■ **FRAGMENTO DADO**:
○ ○ ○ ○ ○

Evaluación A/B test de los cuatro sistemas basada en clicks. Calculamos las siguientes métricas: clicks por consulta, tasa de abandono, Max RR, Mean RR y "unidades vendidas". 

En primer lugar, podemos desprendernos del sistema "google+bing".

In [None]:
engagement = engagement[engagement.system != "google+bing"]
impressions = impressions[impressions.system != "google+bing"]

Calculamos los clicks por consulta. Para ello, miramos cuantos clicks hay por buscador para cada consulta, y hacemos la media por consulta.

In [None]:
data = engagement.groupby(['system'], as_index=False)["click"].sum()
data["click"] = data["click"]/len(qids)
data

Unnamed: 0,system,click
0,bing,2.375
1,duckduckgo,3.125
2,google,2.375
3,yandex,1.625


Hemos obtenido los clicks por cada buscador y hemos hecho la media por el número de consultas. Como se puede observar, obtenemos el mejor resultado para duckduckgo, lo que implica que se han realizado más clicks para las consultas realizadas en dicho buscador. Lo contrario ocurre para Yandex, mientras que se obtiene un empate para bing y para google. 

Calculamos la tasa de abandono. Esto es el ratio de sesiones que acaban sin ningún click para cada buscador. 

In [None]:
n_cons = len(np.unique(engagement['qid']))

tasa_abandono = dict({ (sistema,
  (n_cons - len(np.unique(impressions[impressions['system'] == sistema]['qid'])))/n_cons
  )
   for sistema in systems
})
pd.DataFrame.from_dict(tasa_abandono, orient="Index")

Unnamed: 0,0
yandex,0.125
bing,0.0
google,0.0
duckduckgo,0.0


En este caso, estudiamos la tasa de abandono para cada buscador. Como se puede observar, se obtiene una tasa de abandono nula para todos los buscadores excepto para yandex, para el cual se obtiene un 12.5%.

○ ○ ○ ○ ○

■ **DATOS ANALIZADOS**:
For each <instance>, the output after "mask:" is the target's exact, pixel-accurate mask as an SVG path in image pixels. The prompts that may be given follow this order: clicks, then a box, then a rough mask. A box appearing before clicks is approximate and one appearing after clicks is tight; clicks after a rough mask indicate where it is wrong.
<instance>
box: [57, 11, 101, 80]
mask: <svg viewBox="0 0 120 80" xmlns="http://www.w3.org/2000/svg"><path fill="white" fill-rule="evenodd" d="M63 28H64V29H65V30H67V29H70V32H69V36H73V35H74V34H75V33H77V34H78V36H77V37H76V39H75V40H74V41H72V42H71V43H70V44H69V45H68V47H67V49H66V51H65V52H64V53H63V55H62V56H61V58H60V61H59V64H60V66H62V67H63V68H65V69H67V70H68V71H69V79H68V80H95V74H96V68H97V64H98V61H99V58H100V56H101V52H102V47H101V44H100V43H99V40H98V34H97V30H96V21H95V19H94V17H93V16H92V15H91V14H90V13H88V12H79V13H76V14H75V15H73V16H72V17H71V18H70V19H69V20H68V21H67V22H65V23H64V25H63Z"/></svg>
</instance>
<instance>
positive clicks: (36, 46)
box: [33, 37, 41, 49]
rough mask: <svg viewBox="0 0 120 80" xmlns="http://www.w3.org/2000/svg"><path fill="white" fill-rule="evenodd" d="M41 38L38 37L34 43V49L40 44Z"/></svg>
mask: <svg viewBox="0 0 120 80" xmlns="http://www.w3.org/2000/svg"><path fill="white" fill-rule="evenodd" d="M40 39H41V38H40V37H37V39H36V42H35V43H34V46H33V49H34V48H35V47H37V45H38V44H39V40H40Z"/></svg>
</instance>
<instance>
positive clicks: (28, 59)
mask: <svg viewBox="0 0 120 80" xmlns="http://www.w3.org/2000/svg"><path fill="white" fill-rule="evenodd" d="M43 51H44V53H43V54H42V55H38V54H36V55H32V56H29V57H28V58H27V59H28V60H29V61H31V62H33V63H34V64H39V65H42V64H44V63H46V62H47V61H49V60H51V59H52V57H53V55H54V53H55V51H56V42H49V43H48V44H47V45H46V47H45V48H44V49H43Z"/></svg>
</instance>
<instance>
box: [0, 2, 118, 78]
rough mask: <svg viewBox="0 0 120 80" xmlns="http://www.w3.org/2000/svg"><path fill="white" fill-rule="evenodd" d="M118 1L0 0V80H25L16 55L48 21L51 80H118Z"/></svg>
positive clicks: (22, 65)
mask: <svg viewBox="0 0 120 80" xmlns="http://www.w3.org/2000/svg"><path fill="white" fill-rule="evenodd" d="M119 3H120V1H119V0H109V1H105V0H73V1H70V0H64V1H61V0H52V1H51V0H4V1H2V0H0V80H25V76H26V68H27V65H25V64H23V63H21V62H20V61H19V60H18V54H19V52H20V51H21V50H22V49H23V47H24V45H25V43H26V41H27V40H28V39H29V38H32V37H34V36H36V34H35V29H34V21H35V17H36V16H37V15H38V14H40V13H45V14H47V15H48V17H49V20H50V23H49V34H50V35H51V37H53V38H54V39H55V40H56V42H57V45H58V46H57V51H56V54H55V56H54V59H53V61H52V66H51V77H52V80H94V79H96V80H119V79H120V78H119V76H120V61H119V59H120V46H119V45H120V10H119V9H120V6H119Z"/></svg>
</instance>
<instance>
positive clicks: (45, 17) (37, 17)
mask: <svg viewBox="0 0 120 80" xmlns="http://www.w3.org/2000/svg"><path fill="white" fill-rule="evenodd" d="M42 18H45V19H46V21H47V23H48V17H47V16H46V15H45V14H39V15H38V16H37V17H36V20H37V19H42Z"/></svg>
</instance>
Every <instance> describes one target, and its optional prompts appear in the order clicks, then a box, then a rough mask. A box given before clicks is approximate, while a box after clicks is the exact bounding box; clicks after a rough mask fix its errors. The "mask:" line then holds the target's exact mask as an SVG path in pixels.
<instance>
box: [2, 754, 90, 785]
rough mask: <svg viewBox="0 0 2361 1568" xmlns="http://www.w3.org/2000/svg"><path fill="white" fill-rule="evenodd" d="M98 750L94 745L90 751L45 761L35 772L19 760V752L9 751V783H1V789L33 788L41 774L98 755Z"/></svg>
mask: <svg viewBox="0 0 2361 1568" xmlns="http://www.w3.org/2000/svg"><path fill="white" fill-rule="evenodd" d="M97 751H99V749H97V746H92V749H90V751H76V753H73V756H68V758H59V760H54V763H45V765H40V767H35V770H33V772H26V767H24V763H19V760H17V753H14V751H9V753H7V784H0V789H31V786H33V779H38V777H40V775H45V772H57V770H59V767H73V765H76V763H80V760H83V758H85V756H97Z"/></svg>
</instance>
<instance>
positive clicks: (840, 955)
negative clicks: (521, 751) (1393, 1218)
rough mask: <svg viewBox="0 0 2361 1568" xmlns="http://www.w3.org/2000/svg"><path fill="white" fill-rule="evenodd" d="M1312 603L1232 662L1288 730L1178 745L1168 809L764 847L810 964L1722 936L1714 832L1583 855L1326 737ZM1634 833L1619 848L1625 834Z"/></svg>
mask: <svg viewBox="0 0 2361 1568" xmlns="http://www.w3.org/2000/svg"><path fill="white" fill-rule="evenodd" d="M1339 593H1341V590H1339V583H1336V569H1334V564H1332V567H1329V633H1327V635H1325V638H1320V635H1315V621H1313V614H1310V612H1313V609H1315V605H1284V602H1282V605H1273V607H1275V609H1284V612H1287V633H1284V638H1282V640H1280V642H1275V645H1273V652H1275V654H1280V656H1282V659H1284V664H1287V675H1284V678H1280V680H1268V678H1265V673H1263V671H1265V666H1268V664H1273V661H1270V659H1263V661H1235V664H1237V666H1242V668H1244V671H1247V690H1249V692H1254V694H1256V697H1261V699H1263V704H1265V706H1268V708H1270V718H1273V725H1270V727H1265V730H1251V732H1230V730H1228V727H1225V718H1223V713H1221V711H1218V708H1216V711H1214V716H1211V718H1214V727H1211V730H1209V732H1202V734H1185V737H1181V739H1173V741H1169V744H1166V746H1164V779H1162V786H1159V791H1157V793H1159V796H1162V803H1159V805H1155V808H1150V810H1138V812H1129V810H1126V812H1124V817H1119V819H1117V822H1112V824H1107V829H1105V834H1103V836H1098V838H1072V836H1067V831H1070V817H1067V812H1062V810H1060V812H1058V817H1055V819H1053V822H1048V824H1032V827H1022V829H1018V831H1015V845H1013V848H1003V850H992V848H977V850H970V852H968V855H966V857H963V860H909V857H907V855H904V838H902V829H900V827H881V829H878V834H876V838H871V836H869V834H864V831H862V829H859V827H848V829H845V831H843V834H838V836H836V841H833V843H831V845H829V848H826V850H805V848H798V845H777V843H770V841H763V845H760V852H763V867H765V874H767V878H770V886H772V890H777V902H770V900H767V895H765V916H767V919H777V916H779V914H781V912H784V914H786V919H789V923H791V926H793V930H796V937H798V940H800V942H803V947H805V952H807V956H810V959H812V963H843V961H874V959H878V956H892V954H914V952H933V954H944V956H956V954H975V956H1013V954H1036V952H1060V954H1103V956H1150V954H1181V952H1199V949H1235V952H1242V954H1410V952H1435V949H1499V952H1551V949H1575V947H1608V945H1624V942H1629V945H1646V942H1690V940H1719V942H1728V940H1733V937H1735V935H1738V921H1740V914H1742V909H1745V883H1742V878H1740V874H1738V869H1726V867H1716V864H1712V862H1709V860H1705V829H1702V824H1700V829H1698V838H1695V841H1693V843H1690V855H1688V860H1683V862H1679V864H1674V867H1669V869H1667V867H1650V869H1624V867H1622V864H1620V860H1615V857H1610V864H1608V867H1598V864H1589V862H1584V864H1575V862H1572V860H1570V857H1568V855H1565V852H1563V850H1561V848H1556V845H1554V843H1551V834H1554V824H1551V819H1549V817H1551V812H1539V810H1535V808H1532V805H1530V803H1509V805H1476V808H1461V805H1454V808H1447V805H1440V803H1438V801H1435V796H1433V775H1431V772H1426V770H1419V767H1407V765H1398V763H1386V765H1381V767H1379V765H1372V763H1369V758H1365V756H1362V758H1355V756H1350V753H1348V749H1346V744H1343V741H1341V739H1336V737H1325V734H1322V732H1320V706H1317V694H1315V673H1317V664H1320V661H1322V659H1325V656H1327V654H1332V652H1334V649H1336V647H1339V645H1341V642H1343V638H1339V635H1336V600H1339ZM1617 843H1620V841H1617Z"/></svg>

○ ○ ○ ○ ○

■ **TAREA 1**: Reproduce el texto del fragmento sobre la evaluación A/B desde "Evaluación A/B test" hasta "media por consulta.".
■ **TAREA 2**: Según el fragmento sobre la evaluación A/B, ¿qué tasa de abandono se obtiene para yandex?
Los ítems son un material aparte, sin relación con el fragmento.

■ **RESULTADO 1**:
Evaluación A/B test de los cuatro sistemas basada en clicks. Calculamos las siguientes métricas: clicks por consulta, tasa de abandono, Max RR, Mean RR y "unidades vendidas". 

En primer lugar, podemos desprendernos del sistema "google+bing".

In [None]:
engagement = engagement[engagement.system != "google+bing"]
impressions = impressions[impressions.system != "google+bing"]

Calculamos los clicks por consulta. Para ello, miramos cuantos clicks hay por buscador para cada consulta, y hacemos la media por consulta.

■ **RESULTADO 2**: Un 12.5%.